- DIRECTION: Reproduce the items below with "square brackets" swapped for "round brackets" wherever it occurs, keeping every other word, number, and line unchanged.

- DATASET EXCERPTS:
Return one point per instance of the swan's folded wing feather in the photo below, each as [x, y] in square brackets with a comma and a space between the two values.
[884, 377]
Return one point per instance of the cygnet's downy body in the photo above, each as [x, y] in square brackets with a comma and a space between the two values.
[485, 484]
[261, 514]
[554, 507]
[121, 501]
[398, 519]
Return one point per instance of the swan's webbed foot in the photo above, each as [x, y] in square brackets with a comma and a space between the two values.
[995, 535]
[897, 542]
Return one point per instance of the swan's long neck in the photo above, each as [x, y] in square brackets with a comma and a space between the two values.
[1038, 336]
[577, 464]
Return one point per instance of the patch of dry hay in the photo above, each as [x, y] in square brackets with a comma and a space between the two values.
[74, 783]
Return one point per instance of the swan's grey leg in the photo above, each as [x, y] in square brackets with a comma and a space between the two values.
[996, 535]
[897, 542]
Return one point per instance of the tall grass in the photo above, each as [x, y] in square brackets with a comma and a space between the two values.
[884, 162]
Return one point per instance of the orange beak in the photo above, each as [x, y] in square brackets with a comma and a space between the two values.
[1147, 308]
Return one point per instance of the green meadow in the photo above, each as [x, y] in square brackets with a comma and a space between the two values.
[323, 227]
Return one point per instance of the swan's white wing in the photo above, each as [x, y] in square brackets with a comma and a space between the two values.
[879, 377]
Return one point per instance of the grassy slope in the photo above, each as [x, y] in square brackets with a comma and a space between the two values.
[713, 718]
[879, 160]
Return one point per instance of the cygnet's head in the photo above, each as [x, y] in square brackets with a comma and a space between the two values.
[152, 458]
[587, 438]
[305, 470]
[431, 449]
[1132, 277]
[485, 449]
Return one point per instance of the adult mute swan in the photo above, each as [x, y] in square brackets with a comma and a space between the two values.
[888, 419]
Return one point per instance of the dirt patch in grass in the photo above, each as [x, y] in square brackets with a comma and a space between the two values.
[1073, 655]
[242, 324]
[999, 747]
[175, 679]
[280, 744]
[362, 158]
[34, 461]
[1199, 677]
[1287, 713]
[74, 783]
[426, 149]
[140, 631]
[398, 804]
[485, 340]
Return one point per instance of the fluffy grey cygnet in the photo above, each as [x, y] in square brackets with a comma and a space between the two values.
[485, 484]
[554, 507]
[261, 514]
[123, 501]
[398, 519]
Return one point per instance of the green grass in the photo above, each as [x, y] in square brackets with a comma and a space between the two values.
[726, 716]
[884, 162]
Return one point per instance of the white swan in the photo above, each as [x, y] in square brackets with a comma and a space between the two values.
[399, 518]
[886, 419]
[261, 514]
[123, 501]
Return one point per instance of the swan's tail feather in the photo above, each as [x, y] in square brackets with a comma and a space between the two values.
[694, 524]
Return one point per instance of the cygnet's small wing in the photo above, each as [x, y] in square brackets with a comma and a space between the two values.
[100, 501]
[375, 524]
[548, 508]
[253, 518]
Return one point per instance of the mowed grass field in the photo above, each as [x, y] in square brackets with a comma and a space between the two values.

- OUTPUT OF THE TASK:
Return one point per instance of the swan's folded wing feather in the photo below, each as [x, y] in round brackets with a comma and a space between the two values.
[884, 377]
Return one point per instance of the cygnet's downy body in the photo above, each as [x, y] in round brackets with a comma and a space between the two values.
[485, 484]
[261, 514]
[554, 507]
[121, 501]
[398, 519]
Return one point per instance of the swan's webbed foot in the photo above, each as [x, y] in round brackets with a comma and a space between the two values.
[995, 535]
[897, 542]
Return one point per instance of the swan's long neck in the photo above, each as [x, y] in round brackets with a comma and a space between the two values.
[1038, 336]
[577, 464]
Return one point per instance of the patch of dry hay in the photo above, each as [x, y] in round brackets with a comma and a space between the two values.
[74, 783]
Return one point per instance of the swan's grey leg in the photo above, each as [x, y] in round brackets with a comma and a space between the two values.
[996, 535]
[897, 542]
Return one point per instance of the tall grass in the photo above, each as [x, y] in round brackets with a comma and a space between the two values.
[884, 162]
Return one point per instance of the orange beak in the photo above, each as [x, y] in round brackets with a comma and a space between the two values.
[1147, 308]
Return one point per instance of the green meadow in the photo above, each as [x, y] in round brackets with a comma and a space between the two values.
[323, 227]
Return one point per instance of the swan's white wing in the photo above, each as [x, y] in round brackets with a comma and a space between the two values.
[879, 377]
Return one point per instance of the grassy slope in the photo above, each as [x, y] in round brackets with a comma and a space between the two values.
[713, 718]
[879, 160]
Return one point per instance of the cygnet's head in the photo above, each as [x, y] in round brackets with a comma and a space between the two values.
[152, 458]
[587, 438]
[305, 470]
[431, 449]
[1132, 277]
[485, 449]
Return one point per instance of the adult mute swan in the photo above, each as [x, y] in round brackets with a comma and a space between the two values.
[888, 419]
Return one point per instance of the dirt patch in grass in the photo above, each as [x, y] in round brackets with a comma and a space between the two values.
[1073, 655]
[242, 324]
[999, 747]
[175, 679]
[280, 744]
[362, 158]
[34, 461]
[1199, 677]
[1287, 713]
[74, 783]
[426, 149]
[140, 631]
[398, 804]
[485, 340]
Return one point per instance of the fluffy grey cygnet in the photo above, each as [x, y] in round brackets with a comma and a space between the two values.
[485, 484]
[554, 507]
[261, 514]
[123, 501]
[398, 519]
Return one point per instance of the green grass in the photo above, each as [x, y] in round brackets with a comma and a space between the two values.
[726, 716]
[884, 162]
Return one point per instance of the white swan in the photo above, each as [x, y] in round brackets with a comma and a space between the two values.
[399, 518]
[886, 419]
[261, 514]
[123, 501]
Return one point per instance of the swan's tail feather in the photo above, each as [x, y] in round brackets with a comma and a space between the two values.
[694, 524]
Return one point per instance of the cygnet's small wing in the photo above, each as [x, y] in round brackets with a comma and a space between the two values.
[100, 501]
[375, 524]
[548, 508]
[253, 518]
Return one point per instance of the mowed grass field in the photo above, each as [x, y] in round brackets with a comma and a space between the two values.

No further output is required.